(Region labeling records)
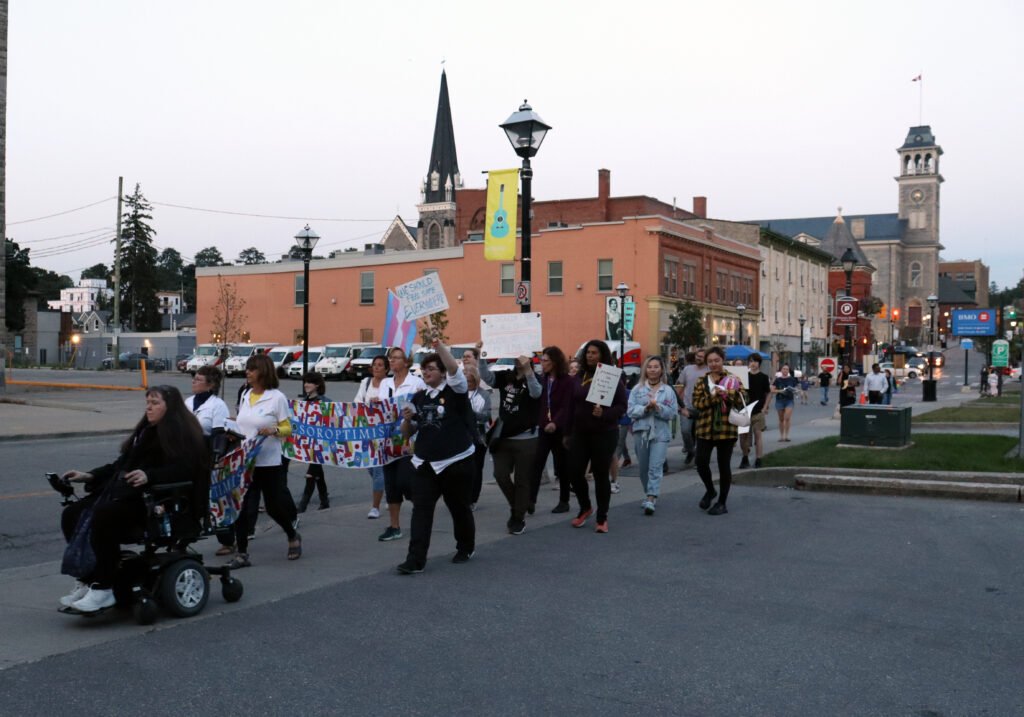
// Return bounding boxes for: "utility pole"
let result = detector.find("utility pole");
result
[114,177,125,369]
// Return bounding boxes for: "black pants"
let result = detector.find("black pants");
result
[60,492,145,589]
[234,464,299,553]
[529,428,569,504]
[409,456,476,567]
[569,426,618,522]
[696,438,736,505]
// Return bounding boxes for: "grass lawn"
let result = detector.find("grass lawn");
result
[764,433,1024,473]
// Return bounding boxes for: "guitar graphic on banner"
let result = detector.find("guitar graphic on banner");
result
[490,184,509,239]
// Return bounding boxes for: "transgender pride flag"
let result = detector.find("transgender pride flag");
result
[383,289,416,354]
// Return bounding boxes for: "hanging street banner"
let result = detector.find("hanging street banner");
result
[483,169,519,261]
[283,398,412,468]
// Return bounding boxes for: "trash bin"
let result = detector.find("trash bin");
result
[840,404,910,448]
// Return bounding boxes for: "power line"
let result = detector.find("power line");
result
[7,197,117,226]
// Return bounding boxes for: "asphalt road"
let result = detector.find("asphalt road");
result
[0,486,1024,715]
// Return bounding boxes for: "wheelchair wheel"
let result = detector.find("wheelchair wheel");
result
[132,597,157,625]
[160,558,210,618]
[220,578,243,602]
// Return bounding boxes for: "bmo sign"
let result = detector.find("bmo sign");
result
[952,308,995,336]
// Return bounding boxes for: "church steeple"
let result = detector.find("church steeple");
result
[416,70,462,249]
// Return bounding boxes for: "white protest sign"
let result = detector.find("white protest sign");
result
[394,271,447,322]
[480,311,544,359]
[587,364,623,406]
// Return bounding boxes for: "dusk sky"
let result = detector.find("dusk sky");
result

▸ **YOUR INSTRUCTIONS**
Copy the material above in full and exactly, skipping pictures.

▸ **RESPONSE TO THIS TASK**
// Return bounding boxes for: "utility pole"
let result = detector.find("utility pole");
result
[114,177,125,369]
// Return bounding boxes for: "black pants"
let result = detector.find("black pants");
result
[60,492,145,589]
[234,464,299,553]
[529,428,569,504]
[409,456,476,567]
[569,426,618,522]
[696,438,736,505]
// Return bounding boxes for: "grass lawn"
let result = detector.find("grass lawn");
result
[764,433,1024,473]
// Return bounding boxes for: "guitar graphic on banner"
let result = detector.find("guitar graphic on banner");
result
[490,184,509,239]
// Return bounding boxes for: "transgender pride flag"
let result = detector.find("transgender pride flag");
result
[383,289,416,354]
// Return bounding boxes for: "hanging street banner"
let result = detector.find("hanging street banner");
result
[483,169,519,261]
[283,398,412,468]
// Return bounding boxes for: "trash bin"
let result = detector.find("trash bin");
result
[840,404,910,448]
// Return bounding boxes for: "power line"
let result = detector.find("power line");
result
[7,197,117,226]
// Return bounding boxes for: "asphalt road"
let result = detector.find("asphalt road");
result
[0,486,1024,715]
// Return bounding boxes for: "wheelchair wheel"
let result = detector.find("wheelchair wheel");
result
[132,597,157,625]
[160,558,210,618]
[220,578,243,602]
// Return bounding boxes for: "bmo sign"
let result = detector.find("bmo sign");
result
[952,308,995,336]
// Return bounding boxes for: "church steeple"
let result = detector.find("church steeple");
result
[416,70,462,249]
// Return bounding boxes for: "white protest sign"
let result = detector.find("white protest sign");
result
[394,271,447,322]
[480,311,544,359]
[587,364,623,406]
// Return bounding boxes for: "dusk sky"
let result = detector.find("dusk sky");
result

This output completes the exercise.